DATA UNDER STUDY
····················
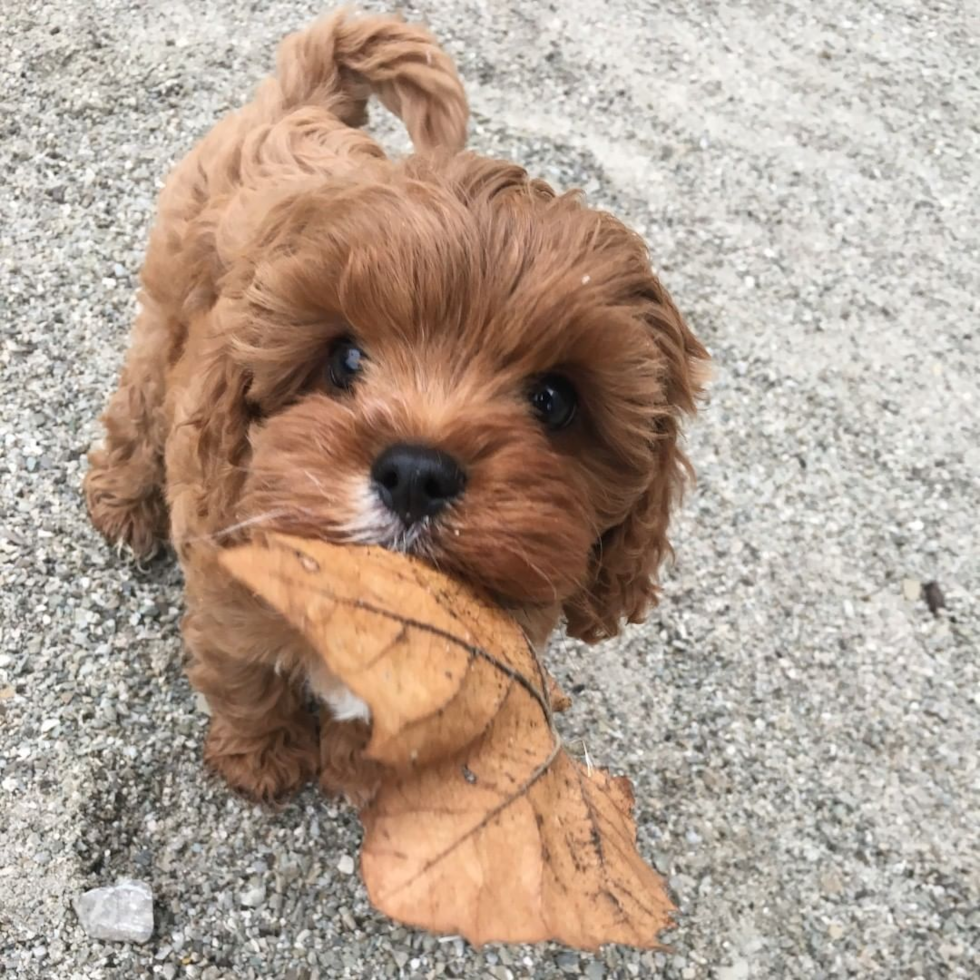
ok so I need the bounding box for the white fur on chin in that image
[306,657,372,722]
[337,481,433,554]
[322,684,372,723]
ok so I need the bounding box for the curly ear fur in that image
[164,322,255,559]
[563,274,709,643]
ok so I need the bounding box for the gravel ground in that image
[2,0,978,977]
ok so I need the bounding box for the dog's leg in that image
[182,590,319,802]
[189,650,319,802]
[84,298,173,558]
[306,661,384,806]
[318,711,386,808]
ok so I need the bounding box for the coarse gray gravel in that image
[1,1,978,978]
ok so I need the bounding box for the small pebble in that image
[73,879,154,943]
[239,884,266,908]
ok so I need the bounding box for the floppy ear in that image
[563,279,709,644]
[165,313,257,559]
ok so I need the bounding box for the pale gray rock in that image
[73,879,154,944]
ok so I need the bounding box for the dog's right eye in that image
[528,373,578,430]
[327,339,365,390]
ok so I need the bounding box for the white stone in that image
[73,878,153,943]
[239,884,266,907]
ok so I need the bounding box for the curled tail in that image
[273,9,468,153]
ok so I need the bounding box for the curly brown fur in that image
[85,8,707,802]
[318,713,385,807]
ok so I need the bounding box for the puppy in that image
[85,9,708,803]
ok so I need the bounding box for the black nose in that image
[371,444,465,525]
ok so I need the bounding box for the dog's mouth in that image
[345,516,436,556]
[334,483,445,559]
[239,483,566,631]
[237,466,577,624]
[235,483,447,560]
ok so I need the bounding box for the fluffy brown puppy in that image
[85,9,708,803]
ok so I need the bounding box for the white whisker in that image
[303,469,327,494]
[173,508,303,547]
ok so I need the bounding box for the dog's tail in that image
[271,9,468,153]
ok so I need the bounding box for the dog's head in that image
[189,153,708,641]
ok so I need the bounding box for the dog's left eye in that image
[327,338,365,390]
[528,374,578,430]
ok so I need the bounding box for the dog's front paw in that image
[204,718,319,802]
[319,715,385,808]
[84,460,167,560]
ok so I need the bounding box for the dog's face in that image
[201,155,707,641]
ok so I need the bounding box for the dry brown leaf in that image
[546,672,573,713]
[221,532,676,950]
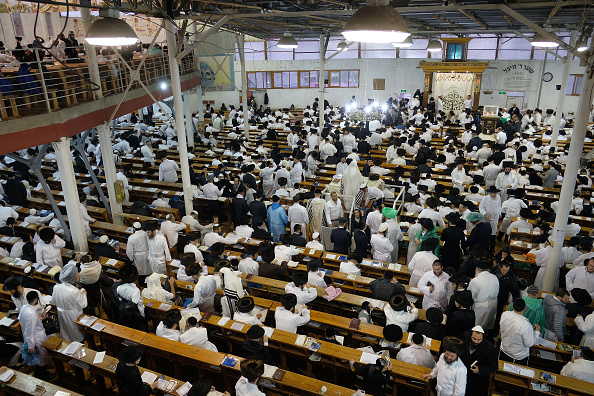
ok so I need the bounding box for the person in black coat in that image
[242,165,258,191]
[251,221,272,242]
[349,357,392,396]
[566,288,594,318]
[240,325,270,363]
[230,191,249,227]
[291,224,306,247]
[493,260,521,329]
[94,235,122,260]
[414,307,446,341]
[249,193,267,227]
[369,270,406,301]
[115,345,160,396]
[461,328,498,396]
[129,201,152,217]
[330,217,351,254]
[463,212,492,253]
[440,213,466,271]
[4,175,27,206]
[445,272,470,317]
[445,290,475,339]
[353,227,370,257]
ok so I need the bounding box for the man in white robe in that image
[417,261,453,311]
[19,291,52,377]
[479,186,502,248]
[52,263,87,342]
[126,223,151,277]
[289,158,303,187]
[340,161,364,212]
[180,316,218,351]
[382,207,402,263]
[397,332,436,369]
[408,238,440,287]
[371,223,394,262]
[288,195,309,238]
[468,260,500,329]
[495,165,518,202]
[158,154,179,182]
[145,222,171,274]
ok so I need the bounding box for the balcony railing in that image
[0,48,197,121]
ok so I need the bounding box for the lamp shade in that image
[85,17,138,46]
[278,32,298,49]
[337,40,349,51]
[530,33,559,48]
[342,5,410,43]
[426,39,442,52]
[392,36,413,48]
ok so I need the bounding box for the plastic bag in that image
[20,342,40,366]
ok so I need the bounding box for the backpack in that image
[108,281,148,331]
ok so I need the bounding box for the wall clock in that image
[543,72,553,82]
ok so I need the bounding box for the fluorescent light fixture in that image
[160,82,168,90]
[278,32,298,49]
[392,36,413,48]
[577,40,588,52]
[530,33,559,48]
[346,104,352,111]
[426,39,442,52]
[381,104,388,111]
[337,40,349,51]
[342,0,410,44]
[84,17,138,46]
[364,106,371,113]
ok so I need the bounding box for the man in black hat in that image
[240,325,270,363]
[258,248,288,280]
[560,347,594,383]
[111,265,147,331]
[415,307,446,341]
[187,379,227,396]
[494,260,521,330]
[445,272,470,317]
[249,194,267,230]
[422,336,467,395]
[236,358,265,395]
[385,293,418,332]
[461,326,498,395]
[495,162,517,201]
[441,212,465,270]
[274,293,310,333]
[115,345,158,395]
[234,296,264,326]
[446,290,475,339]
[348,356,392,395]
[369,270,406,302]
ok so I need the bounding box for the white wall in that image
[201,57,589,114]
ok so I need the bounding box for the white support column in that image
[237,34,250,139]
[97,123,124,224]
[319,34,326,132]
[189,22,204,123]
[52,137,88,252]
[183,90,194,148]
[166,20,195,216]
[542,36,594,292]
[80,7,103,99]
[550,31,578,147]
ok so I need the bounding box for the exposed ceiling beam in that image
[432,15,464,29]
[498,4,585,61]
[176,15,231,60]
[458,9,489,30]
[544,1,564,26]
[512,30,562,60]
[183,1,594,20]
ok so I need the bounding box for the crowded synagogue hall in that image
[1,0,594,395]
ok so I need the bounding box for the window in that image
[246,69,358,89]
[567,74,584,96]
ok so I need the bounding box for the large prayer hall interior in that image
[1,0,594,395]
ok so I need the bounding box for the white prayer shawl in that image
[408,251,439,287]
[52,283,87,342]
[468,270,500,329]
[141,273,174,303]
[341,161,364,211]
[180,327,218,351]
[221,267,245,318]
[127,230,151,276]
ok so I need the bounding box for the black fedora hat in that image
[118,345,144,363]
[119,265,139,284]
[389,293,408,311]
[456,290,474,308]
[237,296,255,313]
[449,272,469,285]
[246,325,265,339]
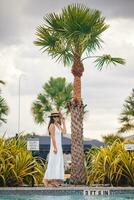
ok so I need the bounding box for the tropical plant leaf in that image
[0,96,9,126]
[94,55,125,70]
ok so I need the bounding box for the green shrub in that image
[85,141,134,186]
[0,136,46,186]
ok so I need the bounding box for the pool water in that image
[0,194,134,200]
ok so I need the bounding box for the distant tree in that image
[31,77,73,124]
[102,133,124,145]
[118,89,134,133]
[0,97,9,125]
[0,80,9,126]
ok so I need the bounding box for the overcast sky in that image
[0,0,134,140]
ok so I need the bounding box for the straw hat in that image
[48,109,60,117]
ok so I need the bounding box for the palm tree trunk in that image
[73,76,81,101]
[70,98,86,184]
[69,60,86,185]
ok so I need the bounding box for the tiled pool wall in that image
[0,187,134,196]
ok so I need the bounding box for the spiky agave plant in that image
[85,141,134,186]
[0,136,46,186]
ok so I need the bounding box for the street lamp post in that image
[17,74,26,133]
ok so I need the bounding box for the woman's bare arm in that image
[49,124,57,153]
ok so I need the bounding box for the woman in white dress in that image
[43,110,67,187]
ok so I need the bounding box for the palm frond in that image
[118,123,134,133]
[34,27,58,50]
[94,54,126,70]
[0,96,9,126]
[0,80,6,85]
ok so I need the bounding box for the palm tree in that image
[0,80,5,94]
[102,133,124,145]
[31,77,72,123]
[0,80,9,126]
[118,89,134,133]
[34,4,125,184]
[0,97,9,125]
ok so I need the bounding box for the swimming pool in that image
[0,187,134,200]
[0,194,134,200]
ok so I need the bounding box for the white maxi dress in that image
[43,125,64,180]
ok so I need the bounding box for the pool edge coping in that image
[0,186,134,191]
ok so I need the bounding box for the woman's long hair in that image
[48,116,54,135]
[48,116,61,135]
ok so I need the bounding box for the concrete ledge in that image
[0,186,134,190]
[0,186,133,196]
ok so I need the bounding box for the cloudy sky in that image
[0,0,134,140]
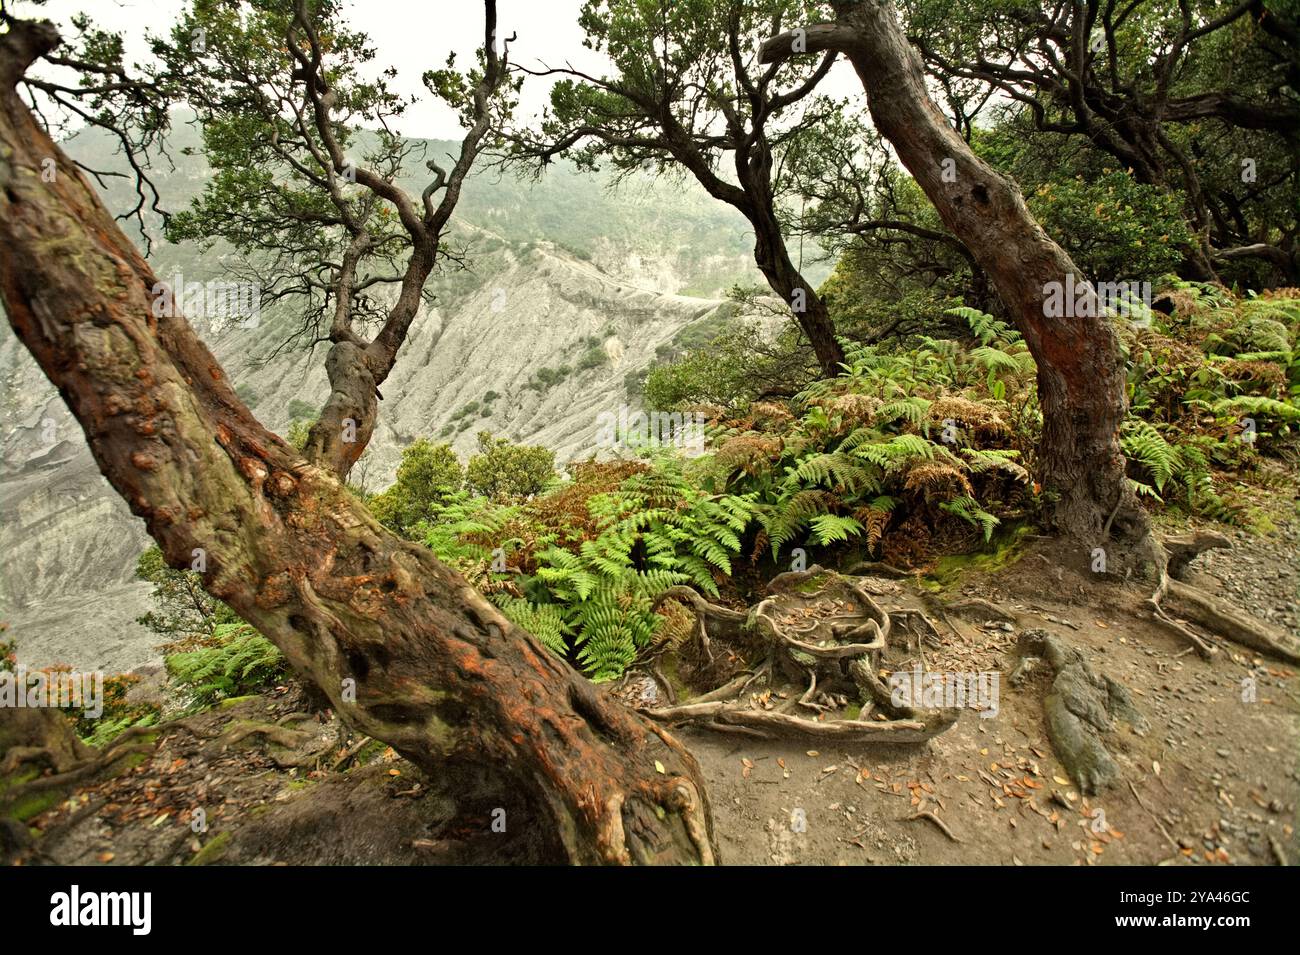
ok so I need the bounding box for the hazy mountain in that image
[0,115,780,672]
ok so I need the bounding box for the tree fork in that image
[0,17,715,866]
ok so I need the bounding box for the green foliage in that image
[370,439,465,537]
[398,287,1296,683]
[134,545,238,638]
[287,399,318,421]
[644,319,815,411]
[699,305,1035,560]
[416,456,754,681]
[286,419,311,452]
[1121,420,1182,493]
[1119,284,1300,520]
[526,365,572,391]
[164,623,288,710]
[465,432,557,500]
[75,673,160,748]
[577,344,609,371]
[1026,170,1191,281]
[518,462,755,679]
[420,490,520,569]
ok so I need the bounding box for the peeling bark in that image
[0,19,715,865]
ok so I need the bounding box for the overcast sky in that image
[28,0,862,140]
[28,0,593,138]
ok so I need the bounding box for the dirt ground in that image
[683,543,1298,866]
[9,521,1298,867]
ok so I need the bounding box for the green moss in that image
[795,572,829,594]
[351,738,388,768]
[6,788,63,823]
[0,766,60,823]
[218,694,259,709]
[117,739,158,770]
[659,655,693,703]
[187,830,232,866]
[921,525,1031,590]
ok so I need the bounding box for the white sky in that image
[26,0,862,139]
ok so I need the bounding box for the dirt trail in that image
[686,527,1299,866]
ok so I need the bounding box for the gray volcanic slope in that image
[0,119,773,673]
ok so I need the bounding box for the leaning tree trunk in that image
[751,206,845,377]
[0,19,714,865]
[763,1,1149,555]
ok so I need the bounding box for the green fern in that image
[809,514,865,545]
[939,495,1001,541]
[164,622,286,709]
[1121,420,1181,490]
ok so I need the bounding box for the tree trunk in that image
[751,208,845,376]
[0,19,715,865]
[763,1,1149,553]
[304,340,380,479]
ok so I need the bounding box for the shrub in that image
[287,398,318,421]
[370,439,465,537]
[465,432,556,500]
[164,622,287,709]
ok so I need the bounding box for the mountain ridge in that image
[0,117,767,673]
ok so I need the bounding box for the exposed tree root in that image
[1147,601,1219,661]
[643,701,954,742]
[1148,533,1300,665]
[638,566,960,746]
[904,809,961,842]
[842,560,913,579]
[1010,629,1147,794]
[206,719,336,769]
[945,598,1017,623]
[0,720,161,807]
[1164,579,1300,665]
····················
WORK ITEM
Retype exactly, please, only the lines of the entries that run from the one containing "ok so I need the bounding box for the peeling" to the last.

RESPONSE AREA
ok so I need the bounding box for the peeling bark in that image
[0,19,715,865]
ok so I need the bounding box for the overcast sky in that image
[28,0,862,140]
[28,0,593,138]
ok so I need the bounding box for the dirt ground in that image
[683,543,1298,866]
[9,521,1298,867]
ok so I need the bounding box for the green moss in that image
[795,572,829,594]
[351,738,388,768]
[6,788,63,823]
[0,766,60,823]
[218,694,259,709]
[117,739,158,770]
[659,655,693,703]
[187,830,232,866]
[921,525,1031,590]
ok so I need the bounding box for the white sky in that image
[26,0,862,139]
ok so I need the bounding box for the dirt trail in that image
[686,527,1299,866]
ok so I need the bounding box for the gray volcanic slope in that image
[0,119,773,673]
ok so I need the bounding box for the leaning tree trunk in that image
[751,206,845,377]
[0,19,714,865]
[763,1,1149,555]
ok so I need the bounding box for the green fern in that image
[809,514,865,545]
[939,495,1001,541]
[164,622,286,709]
[1121,420,1181,490]
ok so I need the bounding box for the tree trunk in that image
[751,208,845,376]
[0,19,715,865]
[763,1,1149,553]
[304,340,380,479]
ok so I need the bounding box for the shrub in that image
[287,398,318,421]
[370,439,465,537]
[465,432,556,500]
[164,622,287,709]
ok so I need the bounding box for the mountain ridge in that image
[0,117,767,673]
ok so I need the bounding box for the exposed tree root in that image
[1147,601,1219,661]
[643,701,954,742]
[1148,533,1300,665]
[638,566,960,746]
[904,809,961,842]
[842,560,913,579]
[1010,629,1147,794]
[206,719,336,769]
[945,598,1017,623]
[0,720,161,807]
[1164,579,1300,665]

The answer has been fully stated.